DATA SUPPLIED:
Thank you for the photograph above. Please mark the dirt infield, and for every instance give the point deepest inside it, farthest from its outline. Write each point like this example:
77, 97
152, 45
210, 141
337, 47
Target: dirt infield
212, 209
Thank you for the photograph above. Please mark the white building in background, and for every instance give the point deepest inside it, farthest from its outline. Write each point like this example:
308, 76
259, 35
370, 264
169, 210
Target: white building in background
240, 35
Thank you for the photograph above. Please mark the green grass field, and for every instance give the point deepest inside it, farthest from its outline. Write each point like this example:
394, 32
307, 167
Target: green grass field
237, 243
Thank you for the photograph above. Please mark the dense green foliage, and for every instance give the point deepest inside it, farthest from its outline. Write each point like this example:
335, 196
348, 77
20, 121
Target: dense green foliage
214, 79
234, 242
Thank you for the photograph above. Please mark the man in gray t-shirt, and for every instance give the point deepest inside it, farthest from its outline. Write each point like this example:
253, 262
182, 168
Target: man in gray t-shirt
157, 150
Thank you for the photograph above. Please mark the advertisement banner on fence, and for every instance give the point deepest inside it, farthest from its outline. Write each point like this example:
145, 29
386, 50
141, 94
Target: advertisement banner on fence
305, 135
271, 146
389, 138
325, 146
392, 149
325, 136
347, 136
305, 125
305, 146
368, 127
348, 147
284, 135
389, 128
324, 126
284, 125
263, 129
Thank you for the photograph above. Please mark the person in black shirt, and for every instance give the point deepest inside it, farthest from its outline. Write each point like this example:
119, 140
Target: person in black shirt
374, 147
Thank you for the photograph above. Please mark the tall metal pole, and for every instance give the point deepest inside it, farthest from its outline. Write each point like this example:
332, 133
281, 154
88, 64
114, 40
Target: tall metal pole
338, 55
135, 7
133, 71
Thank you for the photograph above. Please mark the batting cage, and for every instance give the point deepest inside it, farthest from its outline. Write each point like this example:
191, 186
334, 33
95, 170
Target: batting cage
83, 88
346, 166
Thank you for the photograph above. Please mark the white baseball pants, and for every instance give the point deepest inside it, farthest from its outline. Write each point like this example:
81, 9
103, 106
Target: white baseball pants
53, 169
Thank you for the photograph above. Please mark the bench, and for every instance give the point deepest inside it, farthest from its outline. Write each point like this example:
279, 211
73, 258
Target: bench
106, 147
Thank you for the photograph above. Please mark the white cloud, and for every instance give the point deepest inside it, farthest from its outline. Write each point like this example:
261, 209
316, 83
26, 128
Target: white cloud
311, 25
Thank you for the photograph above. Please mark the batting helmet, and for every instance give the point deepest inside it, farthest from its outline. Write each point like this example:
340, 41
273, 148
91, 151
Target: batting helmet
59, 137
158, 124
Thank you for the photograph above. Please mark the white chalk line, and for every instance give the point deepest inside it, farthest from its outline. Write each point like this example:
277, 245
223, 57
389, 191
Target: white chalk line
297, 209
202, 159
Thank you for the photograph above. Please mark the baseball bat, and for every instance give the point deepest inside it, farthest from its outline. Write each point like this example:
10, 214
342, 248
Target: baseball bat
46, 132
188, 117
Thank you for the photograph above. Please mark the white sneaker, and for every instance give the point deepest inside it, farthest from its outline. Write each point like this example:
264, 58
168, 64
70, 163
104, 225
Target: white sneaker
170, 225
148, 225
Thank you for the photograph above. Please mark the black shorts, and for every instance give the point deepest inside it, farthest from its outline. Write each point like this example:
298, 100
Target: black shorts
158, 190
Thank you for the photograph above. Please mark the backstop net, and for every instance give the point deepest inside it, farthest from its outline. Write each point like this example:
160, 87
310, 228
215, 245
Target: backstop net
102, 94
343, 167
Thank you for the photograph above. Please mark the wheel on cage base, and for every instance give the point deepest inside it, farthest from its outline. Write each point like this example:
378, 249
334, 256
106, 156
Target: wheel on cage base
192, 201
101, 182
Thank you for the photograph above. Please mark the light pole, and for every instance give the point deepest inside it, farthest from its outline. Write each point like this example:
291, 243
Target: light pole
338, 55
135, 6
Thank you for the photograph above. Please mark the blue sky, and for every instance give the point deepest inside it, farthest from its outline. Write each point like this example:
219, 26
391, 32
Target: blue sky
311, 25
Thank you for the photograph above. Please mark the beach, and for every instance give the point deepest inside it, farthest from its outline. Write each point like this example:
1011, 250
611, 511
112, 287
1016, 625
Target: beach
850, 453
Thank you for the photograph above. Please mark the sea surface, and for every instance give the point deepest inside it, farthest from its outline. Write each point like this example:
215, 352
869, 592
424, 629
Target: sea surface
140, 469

REQUIREMENT:
Return every entry verbatim.

ANSWER SECTION:
Thank you for the photograph above. Please mark the dirt infield, and for every instance give the point deepest inside it, farthest from its outline. Write each point like this example:
77, 97
152, 45
210, 141
337, 47
Target: dirt infield
212, 209
Thank you for the photograph above. Please mark the white building in background, and for every instance give the point deepest inside it, farthest from its outline. Write each point like this example:
308, 76
259, 35
370, 264
169, 210
Target: white building in background
240, 35
Thank you for the photograph above. Please mark the green grass field, and for every instance give the point deepest inside it, farthest from its outline. Write each point like this example:
394, 32
307, 167
Target: green grass field
237, 243
Thank you for the photograph above. Please mark the dense green foliage, and for every instance give the point deepest inside it, farthest from its outline. Write each point like this example:
335, 196
348, 77
20, 121
Target: dense green foliage
214, 79
234, 242
Thank you for the photograph above. Please mark the man in gray t-shirt, and for every instance give the point deepest inside it, farthest from its outline. Write each point like this example:
253, 262
182, 168
Target: man in gray t-shirt
157, 150
Thank you for the photograph above. Please mark the advertisement banner on fence, and for every instance give the point deepest inside it, farthest from its outline. Write each point like this example:
145, 29
386, 50
141, 94
Target: advertisement banner on fence
305, 135
271, 146
389, 138
325, 146
392, 149
325, 136
347, 136
305, 125
305, 146
368, 127
348, 147
284, 135
389, 128
324, 126
284, 125
263, 129
Thank you for the photograph above. Please mark the person in black shirt, and for every instance give the point deepest inside it, farthest from its outline. Write each point like this example:
119, 140
Target: person in black shirt
374, 147
Thank you for the photograph above. Please mark the tall metal pole, and for every instance give the point deepest inside it, farthest from its outline. Write each point like this example:
332, 133
281, 154
88, 64
114, 40
Target: tall metal pole
338, 55
135, 7
133, 71
Thank you for the photograph above. Please mark the batting cage, and for every instance give the point deepest inside it, farthest from its outline. Write each point like this example:
191, 186
334, 33
95, 170
Target: batting cage
83, 88
346, 166
Thank you for the photograph above. Please mark the white baseball pants, and for every instance give the point deepest inside it, farthest from its outline. Write each point like this example:
81, 9
103, 106
Target: white baseball pants
53, 169
Thank you for the photograph above. Please mark the bench, and for every instance give the point deepest inside it, farthest from its outline. Write each point like this example:
279, 211
73, 258
Target: bench
106, 147
Thank you for the photograph above. Please mark the white cloud, and for every instance give the point deepest inside it, farthest from its outline. Write each point like this example:
261, 209
316, 83
26, 128
Target: white cloud
311, 25
Thank you for the photograph above. Please mark the batting helmet, and for every instance give the point deepest inside it, farthest from its outline. Write each point like this example:
340, 41
273, 148
91, 151
Target: batting helmet
59, 137
158, 124
Thank you for the photograph above. Please mark the white chalk line, and for every instance give the point deepest inside it, farthest from its outline. Write each point like this example:
277, 245
223, 57
389, 191
Target: white chalk line
297, 209
202, 159
Thank you for the photograph above. Please mark the baseball bat, and for every instance give the point deepest inside it, farthest from its outline. Write each point like this example:
10, 214
342, 248
Target: baseball bat
46, 132
188, 117
Thank you for the photograph above. Please mark the white sneaker, and for every instance give the point deepest inside it, farthest from its outline. Write each point like this example:
264, 58
168, 64
70, 163
104, 225
Target: white sneaker
170, 225
148, 225
Thank you for the photograph above. Please mark the black shorts, and for every instance give the point deepest inside it, farthest from its outline. Write each point like this example:
298, 100
Target: black shorts
158, 190
Thank you for the photograph above. Please mark the backstop net, and for every instance give the point deepest inside it, farthest from its outline. Write each point like this example:
160, 87
310, 228
215, 245
Target: backstop net
102, 94
343, 167
Thank you for the photograph above. Please mark the wheel on cage base, and for every instance give the point deepest inside it, farthest from its outline. Write each point like this example:
378, 249
334, 256
106, 156
Target: wheel on cage base
192, 201
101, 182
Thank you for the photograph above. Please mark the light pole, and for every instance give the point deepest inside it, farthest from its outline. Write each point like this example:
291, 243
Target: light pole
338, 55
135, 6
Thank you for the photograph above. Please mark the blue sky, and for every instance give the point deepest inside it, farthest from its outline. Write each point like this example:
219, 26
391, 32
Target: blue sky
311, 25
Thank you for the photograph above. Please mark the beach, and for every instance give the point deepest inside it, farthest from its outline. Write each point like this example:
1011, 250
611, 511
112, 287
1016, 625
Target: beach
850, 453
Thank you for the photograph above. Please mark the sea surface, and for every instance give the point deepest inside it, farthest from its outline. Write each point like this example:
215, 352
869, 592
424, 629
Target: sea surface
140, 469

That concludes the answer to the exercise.